[Provided data]
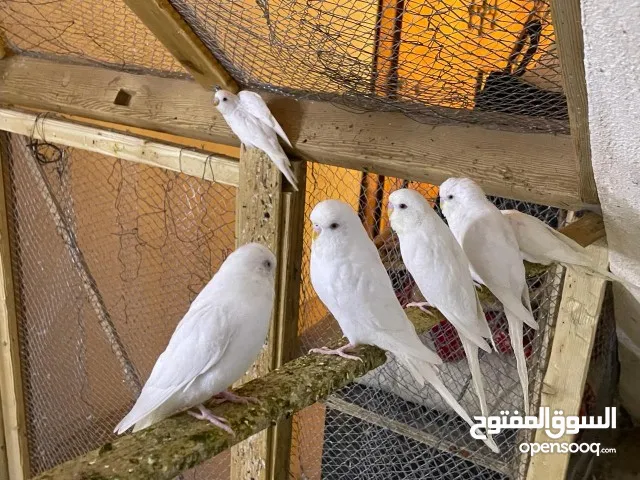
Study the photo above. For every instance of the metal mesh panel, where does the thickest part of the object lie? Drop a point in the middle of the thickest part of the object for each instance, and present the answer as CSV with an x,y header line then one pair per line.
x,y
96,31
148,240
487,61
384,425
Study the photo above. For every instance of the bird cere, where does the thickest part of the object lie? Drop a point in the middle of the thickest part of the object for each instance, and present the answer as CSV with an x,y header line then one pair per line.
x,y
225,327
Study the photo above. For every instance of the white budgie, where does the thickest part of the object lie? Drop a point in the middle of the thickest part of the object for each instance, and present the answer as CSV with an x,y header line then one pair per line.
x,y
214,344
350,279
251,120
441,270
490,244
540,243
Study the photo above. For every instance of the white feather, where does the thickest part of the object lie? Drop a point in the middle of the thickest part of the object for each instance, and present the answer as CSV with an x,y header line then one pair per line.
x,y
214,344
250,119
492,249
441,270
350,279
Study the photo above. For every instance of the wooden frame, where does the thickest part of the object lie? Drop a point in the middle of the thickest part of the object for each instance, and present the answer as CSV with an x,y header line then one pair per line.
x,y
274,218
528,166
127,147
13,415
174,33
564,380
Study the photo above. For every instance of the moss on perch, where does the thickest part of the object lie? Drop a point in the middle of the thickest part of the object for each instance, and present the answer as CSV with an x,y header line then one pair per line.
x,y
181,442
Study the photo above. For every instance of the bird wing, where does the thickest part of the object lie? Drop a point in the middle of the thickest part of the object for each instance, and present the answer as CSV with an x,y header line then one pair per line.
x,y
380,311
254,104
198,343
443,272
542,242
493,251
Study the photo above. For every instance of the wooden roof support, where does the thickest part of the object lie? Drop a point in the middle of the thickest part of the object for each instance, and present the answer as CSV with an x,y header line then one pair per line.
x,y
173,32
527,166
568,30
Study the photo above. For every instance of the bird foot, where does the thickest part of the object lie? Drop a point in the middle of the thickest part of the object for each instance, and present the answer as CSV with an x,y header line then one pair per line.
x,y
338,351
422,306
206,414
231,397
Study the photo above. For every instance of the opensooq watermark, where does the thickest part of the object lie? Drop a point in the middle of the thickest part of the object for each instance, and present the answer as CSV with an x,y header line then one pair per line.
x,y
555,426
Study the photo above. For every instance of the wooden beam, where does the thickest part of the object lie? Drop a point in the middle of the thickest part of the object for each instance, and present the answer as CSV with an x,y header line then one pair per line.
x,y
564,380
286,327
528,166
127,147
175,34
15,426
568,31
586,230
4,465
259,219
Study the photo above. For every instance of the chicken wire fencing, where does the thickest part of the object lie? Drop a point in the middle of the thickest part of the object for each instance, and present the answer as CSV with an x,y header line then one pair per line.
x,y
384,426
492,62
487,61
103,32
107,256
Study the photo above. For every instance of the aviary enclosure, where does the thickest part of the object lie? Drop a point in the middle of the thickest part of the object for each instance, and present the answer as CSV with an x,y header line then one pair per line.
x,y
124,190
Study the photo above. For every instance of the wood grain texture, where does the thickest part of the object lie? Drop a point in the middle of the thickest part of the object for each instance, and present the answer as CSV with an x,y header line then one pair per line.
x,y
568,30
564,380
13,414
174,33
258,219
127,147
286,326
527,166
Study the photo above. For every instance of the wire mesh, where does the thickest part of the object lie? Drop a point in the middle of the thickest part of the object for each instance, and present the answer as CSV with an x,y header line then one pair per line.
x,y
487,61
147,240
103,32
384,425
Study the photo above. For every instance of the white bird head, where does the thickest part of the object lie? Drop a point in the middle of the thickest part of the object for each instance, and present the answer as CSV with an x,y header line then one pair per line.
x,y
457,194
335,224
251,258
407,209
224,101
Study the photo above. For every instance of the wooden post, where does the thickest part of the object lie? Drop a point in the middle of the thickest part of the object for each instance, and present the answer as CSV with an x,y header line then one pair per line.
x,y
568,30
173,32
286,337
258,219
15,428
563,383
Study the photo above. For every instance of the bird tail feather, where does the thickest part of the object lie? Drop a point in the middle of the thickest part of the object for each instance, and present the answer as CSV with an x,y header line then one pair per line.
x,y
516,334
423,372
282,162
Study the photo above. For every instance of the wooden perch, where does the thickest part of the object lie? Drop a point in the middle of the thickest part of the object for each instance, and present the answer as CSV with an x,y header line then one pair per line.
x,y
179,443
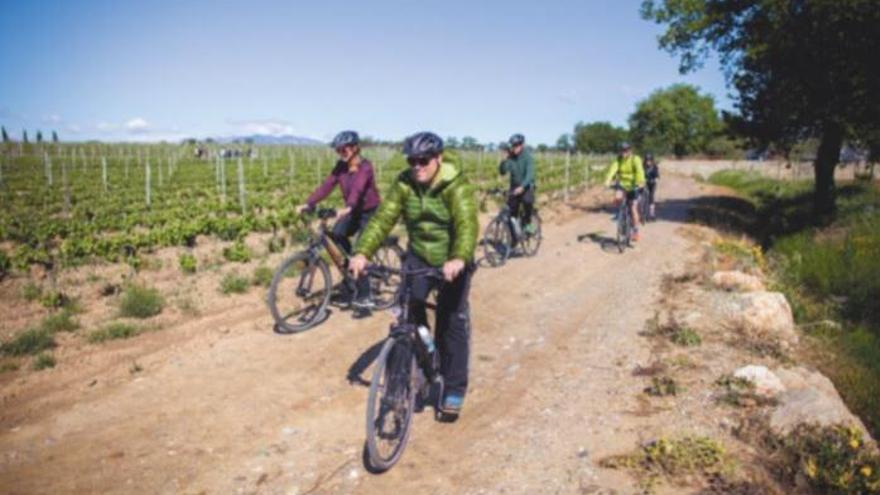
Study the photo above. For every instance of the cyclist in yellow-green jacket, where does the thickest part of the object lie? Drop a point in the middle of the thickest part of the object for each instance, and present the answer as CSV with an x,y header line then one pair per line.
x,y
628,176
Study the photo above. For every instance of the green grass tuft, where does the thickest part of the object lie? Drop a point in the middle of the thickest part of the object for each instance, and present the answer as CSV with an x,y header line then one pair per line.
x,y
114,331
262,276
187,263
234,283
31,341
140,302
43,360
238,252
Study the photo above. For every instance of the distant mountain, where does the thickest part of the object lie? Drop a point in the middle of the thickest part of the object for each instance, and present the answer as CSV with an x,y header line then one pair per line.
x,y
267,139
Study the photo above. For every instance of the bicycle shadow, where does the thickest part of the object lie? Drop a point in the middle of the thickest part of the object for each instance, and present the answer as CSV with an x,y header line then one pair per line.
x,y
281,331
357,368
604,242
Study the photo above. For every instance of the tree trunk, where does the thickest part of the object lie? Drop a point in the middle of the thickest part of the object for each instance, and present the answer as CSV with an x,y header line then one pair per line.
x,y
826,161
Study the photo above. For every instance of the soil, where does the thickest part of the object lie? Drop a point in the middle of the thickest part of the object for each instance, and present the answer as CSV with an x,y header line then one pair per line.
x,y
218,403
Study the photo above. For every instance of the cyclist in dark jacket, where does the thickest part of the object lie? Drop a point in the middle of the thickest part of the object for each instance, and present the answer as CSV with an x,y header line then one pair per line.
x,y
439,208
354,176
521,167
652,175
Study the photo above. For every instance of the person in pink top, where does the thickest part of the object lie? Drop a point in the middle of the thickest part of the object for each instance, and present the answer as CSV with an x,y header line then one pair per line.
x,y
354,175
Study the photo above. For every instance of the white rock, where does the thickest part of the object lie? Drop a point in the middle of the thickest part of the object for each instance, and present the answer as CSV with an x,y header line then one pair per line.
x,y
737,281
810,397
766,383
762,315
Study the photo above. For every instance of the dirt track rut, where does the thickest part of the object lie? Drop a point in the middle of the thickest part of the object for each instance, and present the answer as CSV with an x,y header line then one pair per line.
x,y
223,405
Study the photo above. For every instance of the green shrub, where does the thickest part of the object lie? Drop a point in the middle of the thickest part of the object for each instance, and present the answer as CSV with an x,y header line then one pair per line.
[/Provided data]
[Provided data]
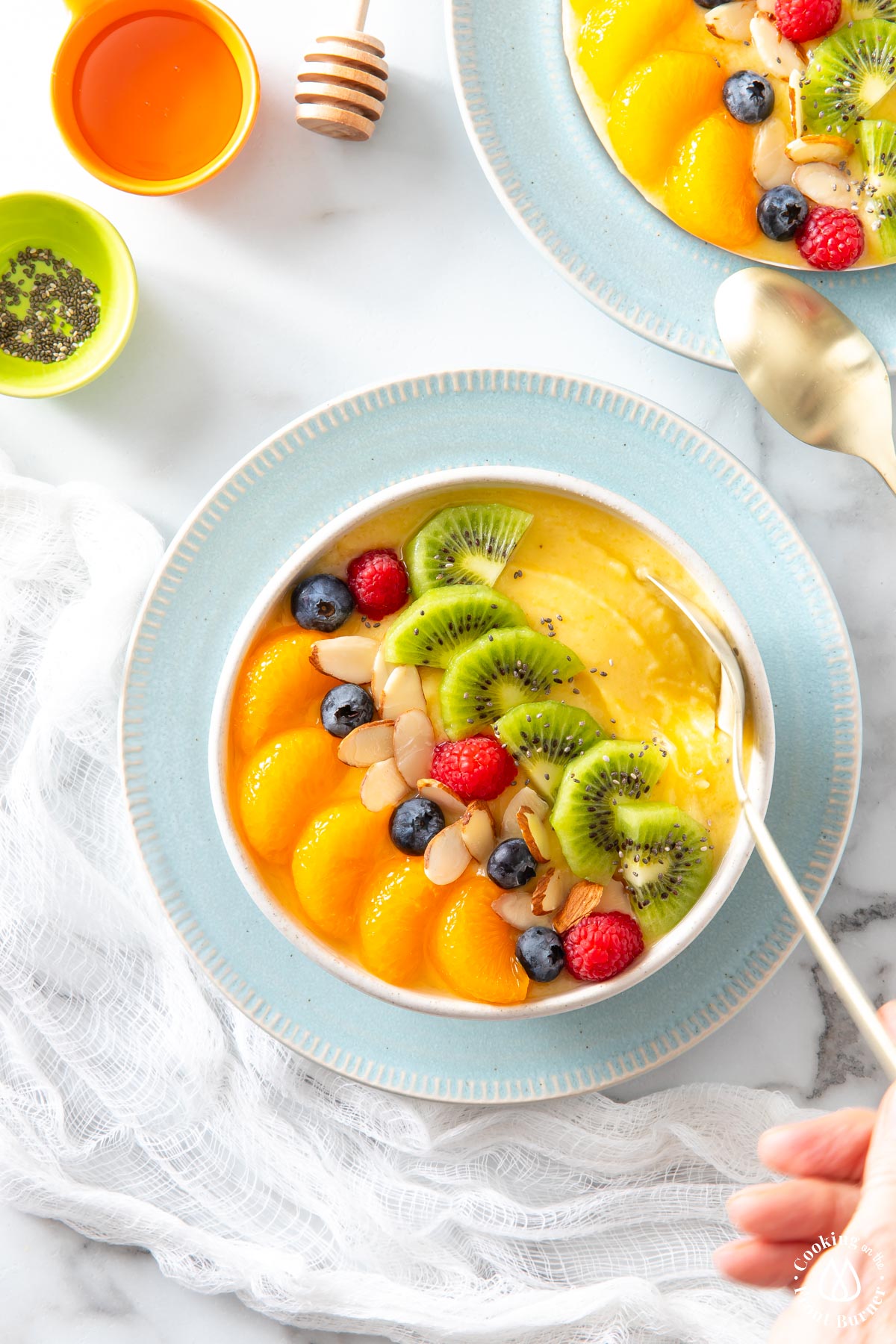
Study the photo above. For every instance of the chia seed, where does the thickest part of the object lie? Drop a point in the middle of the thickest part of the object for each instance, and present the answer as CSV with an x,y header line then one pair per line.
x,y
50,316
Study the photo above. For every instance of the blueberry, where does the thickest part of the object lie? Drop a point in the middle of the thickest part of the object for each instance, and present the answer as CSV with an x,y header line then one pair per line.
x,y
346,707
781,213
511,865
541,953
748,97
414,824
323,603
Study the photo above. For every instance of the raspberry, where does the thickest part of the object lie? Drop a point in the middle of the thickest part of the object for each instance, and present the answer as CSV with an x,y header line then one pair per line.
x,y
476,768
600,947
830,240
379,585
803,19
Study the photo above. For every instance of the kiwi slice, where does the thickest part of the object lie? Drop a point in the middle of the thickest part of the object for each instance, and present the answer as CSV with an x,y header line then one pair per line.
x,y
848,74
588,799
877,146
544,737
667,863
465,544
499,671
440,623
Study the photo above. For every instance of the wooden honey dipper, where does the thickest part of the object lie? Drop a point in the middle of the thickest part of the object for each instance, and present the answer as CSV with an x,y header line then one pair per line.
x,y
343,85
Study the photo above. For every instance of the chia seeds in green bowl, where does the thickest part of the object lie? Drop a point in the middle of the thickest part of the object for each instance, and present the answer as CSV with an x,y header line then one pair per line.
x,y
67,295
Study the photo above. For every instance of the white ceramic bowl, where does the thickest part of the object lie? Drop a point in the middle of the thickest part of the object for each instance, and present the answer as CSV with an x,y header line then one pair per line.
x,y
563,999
[/Provided data]
(What the exercise asks) Within the data above, the span starting at the line containing "Study the photo above. For every instance of the dirt" and ending at the line containing "green shrub, where" is to be retyped exactly, with no other lines.

(Response to this exercise)
Study the photo above. For every instance of the dirt track rut, where does the thickest part of the object lie? Drop a point in the middle of the thickest part of the object for each instance, and present the answer as CSV with an x,y header line then one pair per line.
x,y
223,405
Study the photo above. For every instance of the green shrub, where does the thickest part of the object lie? Drop a point in the middle of the thickest part of the object for each instance, and present the answer as CSV with an x,y header line then one pair per line.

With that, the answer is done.